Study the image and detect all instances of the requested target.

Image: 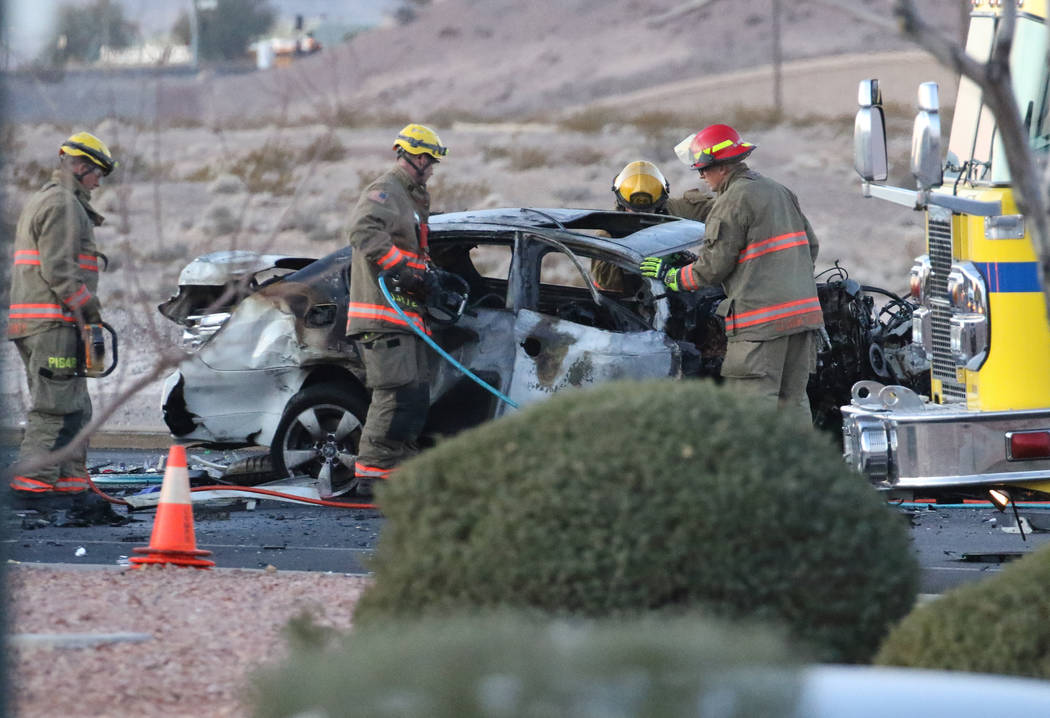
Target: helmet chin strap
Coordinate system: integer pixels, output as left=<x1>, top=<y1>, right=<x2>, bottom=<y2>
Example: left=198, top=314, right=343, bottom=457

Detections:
left=66, top=155, right=95, bottom=185
left=402, top=150, right=431, bottom=185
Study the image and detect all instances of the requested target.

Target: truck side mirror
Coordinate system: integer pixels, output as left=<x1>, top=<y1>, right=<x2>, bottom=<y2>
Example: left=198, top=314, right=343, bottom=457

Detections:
left=911, top=82, right=944, bottom=190
left=854, top=80, right=887, bottom=182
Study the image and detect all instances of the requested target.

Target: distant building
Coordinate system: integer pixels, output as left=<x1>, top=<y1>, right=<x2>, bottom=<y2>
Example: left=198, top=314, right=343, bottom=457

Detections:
left=99, top=43, right=193, bottom=67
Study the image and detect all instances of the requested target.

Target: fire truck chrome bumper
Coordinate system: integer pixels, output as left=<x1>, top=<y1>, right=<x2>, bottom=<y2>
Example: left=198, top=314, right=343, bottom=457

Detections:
left=842, top=392, right=1050, bottom=488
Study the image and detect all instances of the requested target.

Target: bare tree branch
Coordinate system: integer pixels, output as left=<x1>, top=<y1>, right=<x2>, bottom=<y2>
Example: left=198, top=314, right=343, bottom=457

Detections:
left=894, top=0, right=1050, bottom=316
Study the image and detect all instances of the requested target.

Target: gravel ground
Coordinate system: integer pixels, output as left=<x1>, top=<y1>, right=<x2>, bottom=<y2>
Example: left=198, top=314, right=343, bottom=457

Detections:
left=5, top=564, right=369, bottom=718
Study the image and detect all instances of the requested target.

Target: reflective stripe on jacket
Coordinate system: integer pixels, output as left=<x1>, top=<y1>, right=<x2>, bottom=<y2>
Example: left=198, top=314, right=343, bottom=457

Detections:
left=347, top=166, right=431, bottom=336
left=678, top=163, right=823, bottom=341
left=7, top=170, right=103, bottom=339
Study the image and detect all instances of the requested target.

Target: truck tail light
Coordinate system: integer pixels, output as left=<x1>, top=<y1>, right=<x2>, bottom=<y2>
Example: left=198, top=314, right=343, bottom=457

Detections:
left=1006, top=429, right=1050, bottom=461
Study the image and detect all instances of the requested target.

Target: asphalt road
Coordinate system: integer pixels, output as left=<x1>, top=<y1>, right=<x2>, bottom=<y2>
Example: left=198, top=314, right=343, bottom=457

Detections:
left=0, top=449, right=1050, bottom=593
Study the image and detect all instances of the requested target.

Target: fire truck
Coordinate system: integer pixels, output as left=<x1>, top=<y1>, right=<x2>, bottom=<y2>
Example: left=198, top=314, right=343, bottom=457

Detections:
left=842, top=0, right=1050, bottom=503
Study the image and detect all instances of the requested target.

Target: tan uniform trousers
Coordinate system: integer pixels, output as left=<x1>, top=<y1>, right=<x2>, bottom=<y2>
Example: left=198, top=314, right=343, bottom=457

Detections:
left=721, top=332, right=817, bottom=424
left=13, top=326, right=91, bottom=490
left=354, top=332, right=431, bottom=479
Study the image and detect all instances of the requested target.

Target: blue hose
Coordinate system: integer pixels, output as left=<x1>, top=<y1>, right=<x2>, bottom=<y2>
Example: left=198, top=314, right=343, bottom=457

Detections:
left=379, top=274, right=520, bottom=408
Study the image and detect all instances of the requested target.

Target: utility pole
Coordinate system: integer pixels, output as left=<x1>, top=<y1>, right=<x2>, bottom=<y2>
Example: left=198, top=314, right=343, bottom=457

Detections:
left=773, top=0, right=784, bottom=121
left=190, top=0, right=218, bottom=71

# [What to do]
Please pull out every line of the listing above that contains the string "fire". Case counts.

# [Task solution]
Target: fire truck chrome bumper
Target: fire truck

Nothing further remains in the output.